* _THINGS TO DO_
(1) Please translate this sentence from the Batman interview excerpts into Spanish: "He’s not the golden boy, unlike almost every other comic-book character."
(2) In the Batman interview excerpts, whose Batman films does the speaker say he was obsessed with as a kid?

* _EXCERPTED PASSAGE_
[Start]
VARIETY – 3 September 2019 (watch HERE at 2.51):

“What About ‘The Batman’ with Matt Reeves?”

“I really like Matt Reeves and his set up for it. I mean, it’s an interesting direction and it’s something from the comics which hasn’t been really explored yet. Yeah it’s kind of crazy shoes to fill. I mean it’s interesting what the different directions he can take with it and the kind of fit in a somewhat quite specific character – there’s actually quite a lot of leeway I mean when you look at all the different tones of all those movies and the TV shows. You can do quite a lot with it.

Yeah, Batman was really the only kind of superhero who I really had any kind of connection with when I was growing up and really from the Tim Burton ones I was just kind of obsessed when I was a kid. I don’t know it’s very very daunting. It’s weird I’m quite glad I’m doing Chris’s movie right now so I’ve got something else to be nervous about as I don’t have quite enough anxiety space in my head to really get too anxious about it yet. So I’m kind of quite happily just like figuring out how to do things without really thinking about the pressure yet.

Where were you when you learned you were going to be cast as the next Batman?

I think my first day with Chris Nolan which is pretty insane.

NYTIMES (Kyle Buchanan – 19 October 2019 (PRINT Here)

You were saying earlier that we should be skeptical of any actor who wants to play the hero, and yet here you are playing Batman.
Batman’s not a hero, though. He’s a complicated character. I don’t think I could ever play a real hero — there’s always got to be something a little bit wrong. I think it’s because one of my eyes is smaller than the other one.


What is it about Batman that excites you?
I love the director, Matt Reeves, and it’s a dope character. His morality is a little bit off. He’s not the golden boy, unlike almost every other comic-book character. There is a simplicity to his worldview, but where it sits is strange, which allows you to have more scope with the character.

BBC ARABIC NEWS – 22 October 2019 (watch HERE)

Why have you shifted back to big budget films?

Batman was kind of a surprise to me. Now that I’m starting to get into it, I don’t want to approach it as if it’s that kind of a big studio thing … I want to approach it in exactly the same way, I want it to be frightening – something which you lose yourself in. I think it’s more difficult to do because it’s such a familiar character to lots of people but I think, if you can find a place to lose yourself in it then I think it’s really exciting.

INQUIRER (Ruben V Naples – 25 October 2019 (PRINT Here)
[End]
* _INFORMATION SUPPLIED_
[Start]
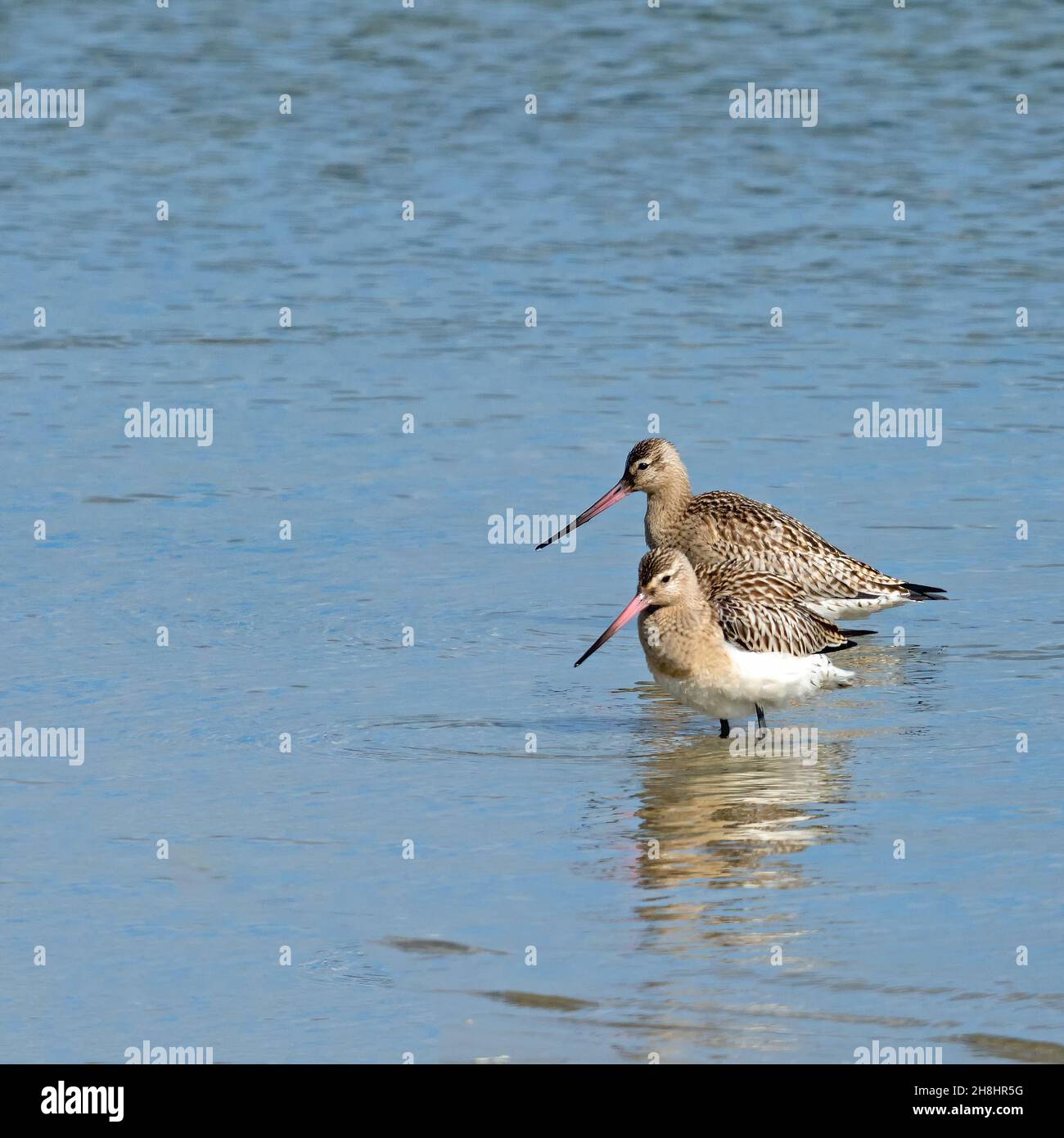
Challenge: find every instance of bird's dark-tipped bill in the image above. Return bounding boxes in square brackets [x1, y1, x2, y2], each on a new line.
[536, 479, 632, 549]
[572, 593, 650, 668]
[End]
* _COMPLETE ANSWERS_
(1) No es el chico de oro, a diferencia de casi todos los demás personajes de cómics.

(2) Tim Burton's.